▶ [Exercise prompt] Search the entries for the word "below" and copy each line that has it.

━━━ Input data

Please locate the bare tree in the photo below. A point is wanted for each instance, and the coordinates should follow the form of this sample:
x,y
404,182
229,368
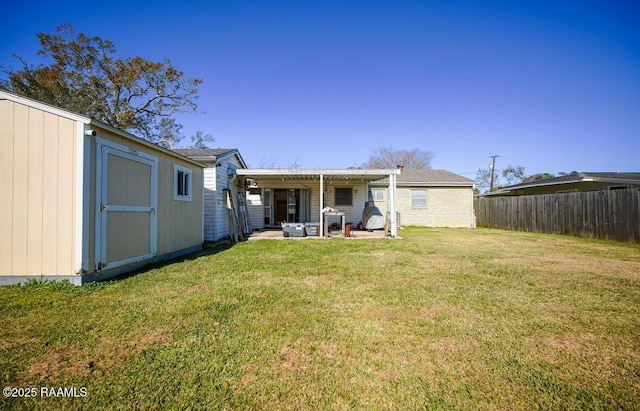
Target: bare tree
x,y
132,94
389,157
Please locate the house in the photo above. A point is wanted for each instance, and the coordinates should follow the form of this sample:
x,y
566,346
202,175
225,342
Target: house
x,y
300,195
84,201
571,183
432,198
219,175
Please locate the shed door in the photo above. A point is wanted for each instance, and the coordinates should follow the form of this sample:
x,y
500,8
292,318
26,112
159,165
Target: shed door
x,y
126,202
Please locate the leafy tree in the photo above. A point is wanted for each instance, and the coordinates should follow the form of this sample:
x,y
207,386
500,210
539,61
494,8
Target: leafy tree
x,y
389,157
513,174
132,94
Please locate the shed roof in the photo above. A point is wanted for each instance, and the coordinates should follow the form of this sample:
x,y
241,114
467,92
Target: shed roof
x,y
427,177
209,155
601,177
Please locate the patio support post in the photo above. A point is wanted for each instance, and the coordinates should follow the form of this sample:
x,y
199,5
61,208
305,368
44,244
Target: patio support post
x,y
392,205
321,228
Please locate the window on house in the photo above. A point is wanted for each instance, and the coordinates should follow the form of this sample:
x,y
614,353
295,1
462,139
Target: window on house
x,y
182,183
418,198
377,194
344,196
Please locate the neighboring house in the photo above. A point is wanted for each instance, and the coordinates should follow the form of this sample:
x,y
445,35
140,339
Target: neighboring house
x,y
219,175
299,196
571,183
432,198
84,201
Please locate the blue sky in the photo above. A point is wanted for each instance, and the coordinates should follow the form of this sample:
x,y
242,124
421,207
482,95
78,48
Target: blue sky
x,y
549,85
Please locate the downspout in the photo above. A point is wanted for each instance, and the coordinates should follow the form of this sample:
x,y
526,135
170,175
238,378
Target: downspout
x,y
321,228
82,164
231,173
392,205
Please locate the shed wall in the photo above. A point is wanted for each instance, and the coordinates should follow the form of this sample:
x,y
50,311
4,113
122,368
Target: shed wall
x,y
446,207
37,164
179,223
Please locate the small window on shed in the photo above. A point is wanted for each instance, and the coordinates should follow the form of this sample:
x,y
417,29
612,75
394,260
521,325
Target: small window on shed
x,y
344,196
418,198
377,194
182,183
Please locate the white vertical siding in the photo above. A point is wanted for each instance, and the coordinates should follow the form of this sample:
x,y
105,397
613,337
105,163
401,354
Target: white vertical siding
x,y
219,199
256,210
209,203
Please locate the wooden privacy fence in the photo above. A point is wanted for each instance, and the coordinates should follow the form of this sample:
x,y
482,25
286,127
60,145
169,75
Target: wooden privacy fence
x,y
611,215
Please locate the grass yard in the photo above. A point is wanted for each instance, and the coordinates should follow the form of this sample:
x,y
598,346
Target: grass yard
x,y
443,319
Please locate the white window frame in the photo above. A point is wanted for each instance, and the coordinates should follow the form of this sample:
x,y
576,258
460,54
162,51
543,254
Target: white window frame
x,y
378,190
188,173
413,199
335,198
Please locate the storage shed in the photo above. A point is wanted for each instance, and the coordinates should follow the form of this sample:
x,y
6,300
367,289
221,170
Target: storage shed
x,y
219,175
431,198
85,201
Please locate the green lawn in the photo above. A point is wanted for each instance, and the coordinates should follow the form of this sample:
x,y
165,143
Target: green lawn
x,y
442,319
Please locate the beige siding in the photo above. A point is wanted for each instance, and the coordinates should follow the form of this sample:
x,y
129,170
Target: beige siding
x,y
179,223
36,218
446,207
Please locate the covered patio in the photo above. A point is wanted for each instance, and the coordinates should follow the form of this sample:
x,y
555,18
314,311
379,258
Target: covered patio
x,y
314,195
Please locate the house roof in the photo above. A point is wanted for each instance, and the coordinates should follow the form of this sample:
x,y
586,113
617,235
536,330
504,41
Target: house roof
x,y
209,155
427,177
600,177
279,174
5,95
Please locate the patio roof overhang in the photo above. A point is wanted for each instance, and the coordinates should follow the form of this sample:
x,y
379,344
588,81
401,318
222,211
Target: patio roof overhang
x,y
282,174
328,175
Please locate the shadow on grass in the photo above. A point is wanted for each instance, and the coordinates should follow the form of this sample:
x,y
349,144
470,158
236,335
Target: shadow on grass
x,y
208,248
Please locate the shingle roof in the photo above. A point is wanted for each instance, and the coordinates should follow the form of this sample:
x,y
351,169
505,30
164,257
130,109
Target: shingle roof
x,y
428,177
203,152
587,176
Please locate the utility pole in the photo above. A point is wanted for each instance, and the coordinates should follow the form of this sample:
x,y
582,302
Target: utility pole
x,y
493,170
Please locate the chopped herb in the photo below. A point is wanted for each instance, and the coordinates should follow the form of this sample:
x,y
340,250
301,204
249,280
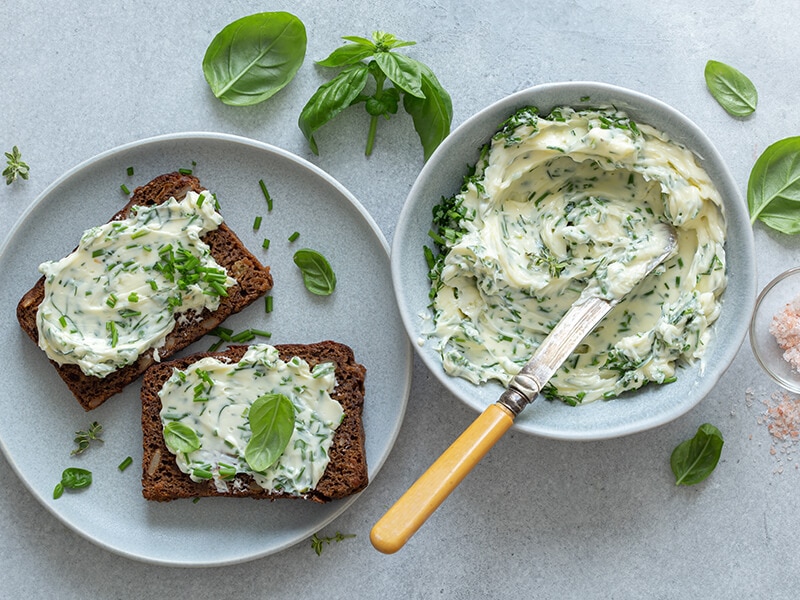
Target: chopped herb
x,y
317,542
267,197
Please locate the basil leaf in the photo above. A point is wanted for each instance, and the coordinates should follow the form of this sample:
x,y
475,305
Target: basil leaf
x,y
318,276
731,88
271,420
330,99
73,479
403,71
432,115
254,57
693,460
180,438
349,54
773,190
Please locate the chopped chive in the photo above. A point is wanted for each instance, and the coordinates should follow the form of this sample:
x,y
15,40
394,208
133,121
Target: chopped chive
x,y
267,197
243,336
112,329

━━━━━━

▶ [Answer box]
Please locate the bare tree in the photo below. A point is wanted for each instance, and the coordinates should follow the form of this sample:
Please locate the chopped herb in the photo below. A point is wanted for each instance, and the coordinates should follow the form of this sample:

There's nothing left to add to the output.